Region segmentation data:

═══

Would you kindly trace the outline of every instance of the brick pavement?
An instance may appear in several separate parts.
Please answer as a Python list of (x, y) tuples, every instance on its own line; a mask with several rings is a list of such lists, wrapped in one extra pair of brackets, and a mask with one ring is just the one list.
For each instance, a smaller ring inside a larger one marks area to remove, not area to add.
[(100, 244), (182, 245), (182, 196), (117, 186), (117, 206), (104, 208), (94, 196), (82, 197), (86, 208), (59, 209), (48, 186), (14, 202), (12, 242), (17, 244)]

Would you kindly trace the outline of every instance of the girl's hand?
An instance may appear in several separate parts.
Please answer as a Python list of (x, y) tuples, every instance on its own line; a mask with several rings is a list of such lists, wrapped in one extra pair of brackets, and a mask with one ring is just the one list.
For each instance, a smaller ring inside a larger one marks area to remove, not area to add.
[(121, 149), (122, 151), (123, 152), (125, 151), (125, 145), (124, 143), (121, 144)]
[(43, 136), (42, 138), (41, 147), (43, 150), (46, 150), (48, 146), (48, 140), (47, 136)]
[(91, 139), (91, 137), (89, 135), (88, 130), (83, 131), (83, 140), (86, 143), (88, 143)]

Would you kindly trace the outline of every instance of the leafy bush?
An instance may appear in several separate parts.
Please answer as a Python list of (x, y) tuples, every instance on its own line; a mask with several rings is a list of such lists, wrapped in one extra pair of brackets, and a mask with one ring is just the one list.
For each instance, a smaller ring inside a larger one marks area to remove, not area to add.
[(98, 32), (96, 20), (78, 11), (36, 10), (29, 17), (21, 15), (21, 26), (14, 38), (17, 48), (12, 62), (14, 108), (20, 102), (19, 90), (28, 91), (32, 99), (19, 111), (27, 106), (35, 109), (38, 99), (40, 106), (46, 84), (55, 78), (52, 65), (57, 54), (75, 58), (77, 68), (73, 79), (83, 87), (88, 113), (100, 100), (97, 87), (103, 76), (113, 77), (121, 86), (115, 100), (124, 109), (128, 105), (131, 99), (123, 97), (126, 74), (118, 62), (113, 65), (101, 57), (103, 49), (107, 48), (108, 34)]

═══

#### [SHORT PROBLEM]
Please copy out everything from the start of the items through the line containing "242), (17, 244)]", inclusive, requests and all. Scale each coordinate in the answers by 1.85 and round it to a whole number, with halves rounded up.

#### [CORRECT OUTPUT]
Would you kindly trace the outline of every instance of the brick pavement?
An instance may appear in several separate parts.
Please answer as a Python list of (x, y) tuples, every instance on its own line; a mask with several rings is a list of such lists, wrapped in one extra pair of brackets, and a mask with one ring is just the one list.
For each instance, a smaller ring inside a larger one marks area to remove, not area to add.
[(185, 451), (337, 453), (337, 363), (216, 344), (216, 381), (192, 385), (174, 363), (152, 364), (159, 385), (109, 387), (89, 344), (26, 374), (22, 448), (31, 451)]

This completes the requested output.